→ Data
________________________

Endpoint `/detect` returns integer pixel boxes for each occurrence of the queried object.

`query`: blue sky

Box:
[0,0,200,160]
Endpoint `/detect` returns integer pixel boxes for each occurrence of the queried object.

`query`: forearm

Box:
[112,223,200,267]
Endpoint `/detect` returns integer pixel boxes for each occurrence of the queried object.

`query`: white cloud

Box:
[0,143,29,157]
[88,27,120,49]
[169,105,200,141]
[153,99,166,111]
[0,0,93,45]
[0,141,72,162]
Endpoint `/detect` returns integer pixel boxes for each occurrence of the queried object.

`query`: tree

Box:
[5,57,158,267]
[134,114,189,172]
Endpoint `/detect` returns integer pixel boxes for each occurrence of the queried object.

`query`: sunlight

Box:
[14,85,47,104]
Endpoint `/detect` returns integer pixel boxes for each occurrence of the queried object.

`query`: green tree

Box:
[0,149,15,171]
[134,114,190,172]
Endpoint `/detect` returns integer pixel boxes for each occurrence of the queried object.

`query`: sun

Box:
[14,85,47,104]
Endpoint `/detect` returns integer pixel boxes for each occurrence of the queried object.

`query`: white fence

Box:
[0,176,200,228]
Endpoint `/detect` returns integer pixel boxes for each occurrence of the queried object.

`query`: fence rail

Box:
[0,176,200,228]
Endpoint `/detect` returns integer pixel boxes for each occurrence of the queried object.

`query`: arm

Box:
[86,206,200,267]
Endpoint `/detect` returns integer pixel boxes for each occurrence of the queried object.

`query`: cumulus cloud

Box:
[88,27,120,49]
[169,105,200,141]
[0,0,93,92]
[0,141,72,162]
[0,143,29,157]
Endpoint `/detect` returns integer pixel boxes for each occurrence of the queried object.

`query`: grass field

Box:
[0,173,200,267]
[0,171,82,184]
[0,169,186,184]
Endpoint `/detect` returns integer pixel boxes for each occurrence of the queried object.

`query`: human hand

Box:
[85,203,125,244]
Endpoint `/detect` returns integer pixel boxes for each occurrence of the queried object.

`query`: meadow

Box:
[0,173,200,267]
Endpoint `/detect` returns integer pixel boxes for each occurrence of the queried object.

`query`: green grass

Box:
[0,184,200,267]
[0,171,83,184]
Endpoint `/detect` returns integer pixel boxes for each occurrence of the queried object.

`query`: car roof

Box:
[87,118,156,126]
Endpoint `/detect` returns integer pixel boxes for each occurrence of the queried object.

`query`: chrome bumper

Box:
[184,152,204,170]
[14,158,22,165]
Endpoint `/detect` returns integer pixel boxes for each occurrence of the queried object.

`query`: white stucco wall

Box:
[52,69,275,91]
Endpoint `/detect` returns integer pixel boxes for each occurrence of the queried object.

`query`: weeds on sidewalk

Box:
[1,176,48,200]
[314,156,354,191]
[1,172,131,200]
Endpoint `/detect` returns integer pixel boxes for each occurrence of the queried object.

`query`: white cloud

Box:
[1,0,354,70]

________________________

→ What the task asks
Copy every one of the records above, swapping each "occurrence" for "instance" and leaving everything else unchanged.

→ Answer to this problem
Endpoint `/detect` returns integer pixel boxes for each instance of the queried object.

`query`: blue sky

Box:
[0,0,200,160]
Endpoint `/detect` returns integer pixel boxes for each instance of the queried object.

`query`: forearm

Box:
[112,223,200,267]
Endpoint `/detect` returns integer pixel boxes for each instance of the queried object.

`query`: white cloud

Box:
[0,143,29,157]
[88,27,120,49]
[169,105,200,141]
[153,99,166,111]
[0,0,93,45]
[0,141,72,162]
Endpoint `/detect` returns integer pixel boxes for each instance of the queried object.

`query`: tree

Box:
[5,57,158,267]
[134,114,189,172]
Endpoint `/detect` returns integer pixel boxes for each instance of the queried object.

`query`: sunlight

Box:
[14,85,47,104]
Endpoint `/detect` returns integer pixel boxes for each instance of the queried object.

`query`: green tree

Box:
[0,149,15,171]
[134,114,190,172]
Endpoint `/detect` returns integer pixel boxes for each instance of the queried object.

`query`: sun

Box:
[14,85,47,104]
Endpoint `/detect` returns integer pixel boxes for each instance of the queried object.

`query`: white fence

Box:
[0,176,200,228]
Endpoint `/detect` returns integer pixel boxes for each instance of the queried object.

`query`: fence rail

Box:
[0,176,200,228]
Endpoint `/detect` returns integer pixel boxes for each instance of the queried object.

`query`: arm

Box:
[86,206,200,267]
Endpoint `/detect` returns integer pixel boxes for each instance of the queried object.

`query`: cumulus cloud

Box:
[88,27,120,49]
[169,105,200,141]
[0,0,93,92]
[0,141,72,162]
[0,143,29,157]
Endpoint `/detect` returns integer pixel boxes for each instance of the queried object.

`query`: grass field

Box:
[0,173,200,267]
[0,171,82,184]
[0,169,186,184]
Endpoint `/detect` returns integer pixel boxes for each instance of the queried object.

`query`: human hand

Box:
[85,203,125,244]
Endpoint `/detect` returns integer pixel boxes for each instance of the queried object.

`query`: meadow

Box:
[0,173,200,267]
Endpoint `/detect` returns integer pixel boxes for each instance of the queried object.

`query`: green grass

Box:
[0,184,200,267]
[0,171,83,184]
Endpoint `/detect` returns integer pixel boxes for each instance of the queried object.

`query`: car roof

Box:
[87,118,156,126]
Endpoint `/detect` returns integer pixel boxes for each instance of the queried object.

`query`: chrome bumper

Box:
[184,152,204,170]
[14,158,22,165]
Endpoint `/detect` returns integer pixel boxes for each instance of the queried object.

`query`: white stucco wall

Box:
[52,69,275,91]
Endpoint `/detect` returns integer pixel boxes for each instance of the queried object.

`query`: weeds on sidewalk

Box:
[1,176,48,200]
[314,156,354,191]
[1,172,131,200]
Endpoint `/detect` returns integer pixel boxes for each instance of the queried object.

`query`: white cloud

Box:
[1,0,354,70]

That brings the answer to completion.